원본 데이터 -
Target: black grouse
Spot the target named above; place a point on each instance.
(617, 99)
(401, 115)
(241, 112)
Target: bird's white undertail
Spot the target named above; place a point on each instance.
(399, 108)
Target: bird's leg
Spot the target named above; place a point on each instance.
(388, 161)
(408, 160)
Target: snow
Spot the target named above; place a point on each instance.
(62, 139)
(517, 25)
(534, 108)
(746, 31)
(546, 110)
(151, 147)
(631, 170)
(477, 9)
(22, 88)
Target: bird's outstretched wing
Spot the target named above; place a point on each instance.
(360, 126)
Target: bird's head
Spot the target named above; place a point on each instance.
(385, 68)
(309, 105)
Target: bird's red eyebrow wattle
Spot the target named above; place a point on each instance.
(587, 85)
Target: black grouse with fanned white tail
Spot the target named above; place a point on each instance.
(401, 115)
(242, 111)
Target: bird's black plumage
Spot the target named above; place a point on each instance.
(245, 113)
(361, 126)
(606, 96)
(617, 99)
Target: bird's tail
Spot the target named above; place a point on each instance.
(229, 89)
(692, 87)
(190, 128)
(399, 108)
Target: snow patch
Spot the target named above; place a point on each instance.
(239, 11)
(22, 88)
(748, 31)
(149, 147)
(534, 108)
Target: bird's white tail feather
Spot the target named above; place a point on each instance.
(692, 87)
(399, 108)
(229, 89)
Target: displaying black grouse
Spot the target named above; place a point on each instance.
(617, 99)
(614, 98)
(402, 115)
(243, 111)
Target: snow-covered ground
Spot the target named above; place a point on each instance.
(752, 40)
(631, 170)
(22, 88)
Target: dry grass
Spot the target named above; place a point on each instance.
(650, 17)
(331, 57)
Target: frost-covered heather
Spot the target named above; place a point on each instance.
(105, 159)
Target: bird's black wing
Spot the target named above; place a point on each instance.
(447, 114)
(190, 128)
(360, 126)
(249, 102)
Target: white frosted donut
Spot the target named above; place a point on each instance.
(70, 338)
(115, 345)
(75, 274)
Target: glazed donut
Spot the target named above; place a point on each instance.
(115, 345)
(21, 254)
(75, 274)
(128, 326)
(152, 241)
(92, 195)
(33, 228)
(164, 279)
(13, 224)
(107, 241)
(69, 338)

주어진 요청 -
위 데이터 전체를 '번호'와 '줄' 두 열로 된 마크다운 표로 다시 써 주겠어요? 빈 줄은 빼 주세요.

과제 결과 -
| 번호 | 줄 |
|---|---|
| 1 | Target: black grouse |
| 2 | Spot the target named above; place a point on each instance. |
| 3 | (617, 99) |
| 4 | (401, 115) |
| 5 | (241, 112) |
| 6 | Target: bird's white undertail |
| 7 | Spot the target named above; place a point on each instance. |
| 8 | (399, 108) |
| 9 | Target: bird's leg |
| 10 | Spot the target named above; place a point on each instance. |
| 11 | (388, 161) |
| 12 | (408, 160) |
| 13 | Target: snow |
| 14 | Spot the target named above; place a point on each instance. |
| 15 | (62, 139) |
| 16 | (517, 25) |
| 17 | (534, 108) |
| 18 | (746, 31) |
| 19 | (546, 110) |
| 20 | (151, 147) |
| 21 | (631, 170) |
| 22 | (477, 9) |
| 23 | (22, 88) |
| 24 | Target: bird's outstretched wing |
| 25 | Spot the target named above; place a point on each instance. |
| 26 | (360, 126) |
| 27 | Target: bird's head |
| 28 | Spot the target named above; place a point on each instance. |
| 29 | (385, 68) |
| 30 | (309, 105) |
| 31 | Target: bird's red eyebrow wattle |
| 32 | Spot the target named above; place a point on each instance. |
| 33 | (587, 85) |
| 34 | Target: black grouse with fanned white tail |
| 35 | Spot the target named above; place a point on each instance. |
| 36 | (401, 115) |
| 37 | (242, 111) |
| 38 | Target: bird's black plumage |
| 39 | Spot the target named above; place a point on each instance. |
| 40 | (245, 113) |
| 41 | (361, 126) |
| 42 | (606, 96) |
| 43 | (617, 99) |
| 44 | Target: bird's tail |
| 45 | Spot the target named above; place a point on each instance. |
| 46 | (229, 89) |
| 47 | (692, 87) |
| 48 | (190, 128) |
| 49 | (399, 108) |
| 50 | Target: snow patch |
| 51 | Spot the target named above; place a point on each instance. |
| 52 | (239, 11) |
| 53 | (22, 88) |
| 54 | (748, 31) |
| 55 | (149, 147) |
| 56 | (534, 108) |
| 57 | Target: bird's white tail feather |
| 58 | Spot the target named above; place a point on each instance. |
| 59 | (692, 87) |
| 60 | (399, 108) |
| 61 | (229, 89) |
| 62 | Target: displaying black grouse |
| 63 | Spot the target named above; place a point on each instance. |
| 64 | (617, 99) |
| 65 | (614, 98) |
| 66 | (402, 115) |
| 67 | (243, 111) |
| 68 | Target: snow-covered ground |
| 69 | Spot the target named above; place a point on each instance. |
| 70 | (752, 40) |
| 71 | (631, 170) |
| 72 | (22, 88) |
| 73 | Target: dry grass |
| 74 | Spot the target named above; place a point on each instance. |
| 75 | (650, 17) |
| 76 | (331, 57) |
| 77 | Target: frost-covered heather |
| 78 | Spot the target named above; place a point on each instance. |
| 79 | (105, 159) |
| 80 | Target: bird's black wing |
| 81 | Spot the target named above; place a point on each instance. |
| 82 | (447, 114) |
| 83 | (190, 128) |
| 84 | (360, 126) |
| 85 | (249, 102) |
| 86 | Target: white frosted donut |
| 87 | Spot the target named above; place a point on each instance. |
| 88 | (70, 338) |
| 89 | (115, 345) |
| 90 | (75, 274) |
| 91 | Target: glazed donut |
| 92 | Spot the target named above; place a point on each instance. |
| 93 | (115, 345) |
| 94 | (21, 254) |
| 95 | (75, 274) |
| 96 | (128, 326) |
| 97 | (152, 241) |
| 98 | (92, 195) |
| 99 | (33, 228) |
| 100 | (164, 279) |
| 101 | (13, 224) |
| 102 | (107, 241) |
| 103 | (69, 338) |